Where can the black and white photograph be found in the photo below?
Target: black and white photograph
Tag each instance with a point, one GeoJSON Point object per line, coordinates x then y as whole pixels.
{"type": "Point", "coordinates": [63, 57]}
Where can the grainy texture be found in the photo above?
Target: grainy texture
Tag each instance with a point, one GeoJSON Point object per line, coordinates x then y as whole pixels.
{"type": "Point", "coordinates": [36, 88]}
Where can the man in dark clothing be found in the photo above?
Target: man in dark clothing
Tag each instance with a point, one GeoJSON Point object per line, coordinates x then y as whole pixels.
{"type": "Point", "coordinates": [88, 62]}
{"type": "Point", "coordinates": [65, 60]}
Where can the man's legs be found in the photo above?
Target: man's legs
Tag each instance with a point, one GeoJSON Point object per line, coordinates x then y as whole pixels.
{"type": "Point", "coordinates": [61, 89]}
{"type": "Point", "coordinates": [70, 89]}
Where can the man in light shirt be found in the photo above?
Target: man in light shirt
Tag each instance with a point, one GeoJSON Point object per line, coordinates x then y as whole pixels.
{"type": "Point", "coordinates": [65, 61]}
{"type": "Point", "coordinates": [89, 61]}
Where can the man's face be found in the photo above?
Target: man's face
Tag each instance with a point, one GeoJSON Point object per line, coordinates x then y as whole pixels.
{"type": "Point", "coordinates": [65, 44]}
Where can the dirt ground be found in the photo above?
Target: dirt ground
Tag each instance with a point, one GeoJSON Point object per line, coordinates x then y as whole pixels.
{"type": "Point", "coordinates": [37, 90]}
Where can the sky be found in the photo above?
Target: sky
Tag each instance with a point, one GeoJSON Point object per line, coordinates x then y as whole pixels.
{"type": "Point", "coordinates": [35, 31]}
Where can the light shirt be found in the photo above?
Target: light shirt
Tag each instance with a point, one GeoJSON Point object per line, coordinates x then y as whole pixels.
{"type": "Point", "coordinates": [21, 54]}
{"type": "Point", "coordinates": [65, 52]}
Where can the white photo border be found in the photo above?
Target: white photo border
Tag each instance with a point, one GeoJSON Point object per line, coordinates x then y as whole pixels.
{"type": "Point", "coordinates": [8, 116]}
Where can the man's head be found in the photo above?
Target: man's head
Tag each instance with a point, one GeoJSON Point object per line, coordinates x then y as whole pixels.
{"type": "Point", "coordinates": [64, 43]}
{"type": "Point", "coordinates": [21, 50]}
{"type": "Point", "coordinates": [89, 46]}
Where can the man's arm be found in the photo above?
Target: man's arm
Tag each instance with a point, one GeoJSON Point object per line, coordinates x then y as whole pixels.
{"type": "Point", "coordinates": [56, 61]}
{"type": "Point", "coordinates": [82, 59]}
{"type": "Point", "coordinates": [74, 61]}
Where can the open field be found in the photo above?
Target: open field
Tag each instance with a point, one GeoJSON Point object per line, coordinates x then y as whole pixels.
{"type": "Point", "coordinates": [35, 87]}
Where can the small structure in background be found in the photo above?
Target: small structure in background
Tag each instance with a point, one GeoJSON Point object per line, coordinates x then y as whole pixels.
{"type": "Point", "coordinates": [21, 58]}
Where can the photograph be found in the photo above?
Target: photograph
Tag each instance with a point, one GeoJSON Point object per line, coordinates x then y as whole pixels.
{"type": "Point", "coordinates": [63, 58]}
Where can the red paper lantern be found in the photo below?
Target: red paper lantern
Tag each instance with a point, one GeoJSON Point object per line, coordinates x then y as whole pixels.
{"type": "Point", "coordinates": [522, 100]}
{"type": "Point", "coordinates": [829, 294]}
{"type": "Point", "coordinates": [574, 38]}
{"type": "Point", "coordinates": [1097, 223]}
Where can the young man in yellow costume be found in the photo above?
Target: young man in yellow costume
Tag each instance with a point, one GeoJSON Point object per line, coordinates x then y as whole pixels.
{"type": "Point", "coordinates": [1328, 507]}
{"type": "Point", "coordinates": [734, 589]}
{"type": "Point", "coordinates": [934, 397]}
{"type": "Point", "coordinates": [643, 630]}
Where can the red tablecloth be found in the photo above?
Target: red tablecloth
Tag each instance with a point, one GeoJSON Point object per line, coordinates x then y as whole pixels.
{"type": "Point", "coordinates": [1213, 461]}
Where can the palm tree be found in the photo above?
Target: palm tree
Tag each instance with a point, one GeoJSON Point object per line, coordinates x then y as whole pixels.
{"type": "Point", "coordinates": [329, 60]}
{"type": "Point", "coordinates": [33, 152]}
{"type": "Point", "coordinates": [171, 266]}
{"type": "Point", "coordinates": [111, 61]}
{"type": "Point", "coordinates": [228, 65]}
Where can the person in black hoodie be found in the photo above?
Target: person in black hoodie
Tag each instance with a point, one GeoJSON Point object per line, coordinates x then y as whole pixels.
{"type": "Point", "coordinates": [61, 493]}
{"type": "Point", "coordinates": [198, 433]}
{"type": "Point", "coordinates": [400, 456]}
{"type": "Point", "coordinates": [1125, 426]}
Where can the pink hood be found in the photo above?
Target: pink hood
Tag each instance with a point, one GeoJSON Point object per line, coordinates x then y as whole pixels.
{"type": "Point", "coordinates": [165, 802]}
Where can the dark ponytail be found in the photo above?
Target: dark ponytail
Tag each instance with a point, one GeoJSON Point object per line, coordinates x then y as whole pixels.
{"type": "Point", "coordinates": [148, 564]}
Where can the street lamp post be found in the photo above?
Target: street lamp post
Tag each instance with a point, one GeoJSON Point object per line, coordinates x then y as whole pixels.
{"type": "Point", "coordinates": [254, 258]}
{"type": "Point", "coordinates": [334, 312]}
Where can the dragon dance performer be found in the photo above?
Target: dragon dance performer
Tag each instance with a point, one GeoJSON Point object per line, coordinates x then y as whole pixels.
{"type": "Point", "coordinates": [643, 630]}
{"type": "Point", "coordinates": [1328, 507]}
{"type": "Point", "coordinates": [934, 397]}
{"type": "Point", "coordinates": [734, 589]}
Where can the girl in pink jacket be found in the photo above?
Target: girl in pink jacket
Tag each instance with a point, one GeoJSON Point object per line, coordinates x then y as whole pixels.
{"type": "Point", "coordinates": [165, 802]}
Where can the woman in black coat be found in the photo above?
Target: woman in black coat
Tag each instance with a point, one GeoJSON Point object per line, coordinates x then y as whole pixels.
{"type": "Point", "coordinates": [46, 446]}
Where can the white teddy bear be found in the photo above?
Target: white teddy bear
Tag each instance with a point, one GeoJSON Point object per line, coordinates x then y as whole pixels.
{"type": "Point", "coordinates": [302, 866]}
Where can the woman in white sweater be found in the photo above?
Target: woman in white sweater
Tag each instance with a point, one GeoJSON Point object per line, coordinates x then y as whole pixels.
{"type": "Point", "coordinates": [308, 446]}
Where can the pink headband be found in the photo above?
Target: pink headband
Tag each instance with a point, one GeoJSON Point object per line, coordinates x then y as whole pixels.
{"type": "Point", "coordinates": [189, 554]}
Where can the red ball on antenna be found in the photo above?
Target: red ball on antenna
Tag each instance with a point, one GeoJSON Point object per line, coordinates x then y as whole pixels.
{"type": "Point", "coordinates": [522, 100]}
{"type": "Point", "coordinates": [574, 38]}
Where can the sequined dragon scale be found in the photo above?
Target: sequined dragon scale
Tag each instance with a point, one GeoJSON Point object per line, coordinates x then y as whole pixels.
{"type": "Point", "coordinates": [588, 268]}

##############################

### What needs to be done
Extract the closing run of lines, starting with the one containing "Where can the woman in black" and ending at the last, exactly as written.

### Complete answer
Where can the woman in black coat be found in the photo above?
Target: woman in black coat
Tag each instance with a point, one GeoJSON Point object per line, coordinates x then y as whole pixels.
{"type": "Point", "coordinates": [46, 446]}
Where can the white teddy bear be found in the photo above?
Target: white teddy bear
Tag each instance with a point, one GeoJSON Point object per line, coordinates x then y as whole pixels.
{"type": "Point", "coordinates": [302, 866]}
Where can the woman in white sweater be found in the photo above?
Target: woman in white sweater
Tag each instance with a point, one GeoJSON Point object per line, coordinates x then y as whole pixels.
{"type": "Point", "coordinates": [308, 446]}
Where can the pink headband be found in the photo above?
Target: pink headband
Tag each instance with a point, one GeoJSON Point object per line, coordinates x then y as whole pixels.
{"type": "Point", "coordinates": [189, 554]}
Where can the red ball on antenna be found in the photo above?
Target: red ball on antenna
Tag each instance with a point, one GeoJSON Point object per line, coordinates x then y as whole pixels.
{"type": "Point", "coordinates": [522, 100]}
{"type": "Point", "coordinates": [574, 38]}
Where can the sequined dragon scale be found in the photo above?
Target: sequined dragon scale
Tag each instance with a point, one GeoJSON Point object per line, coordinates x then y as whole pixels.
{"type": "Point", "coordinates": [588, 268]}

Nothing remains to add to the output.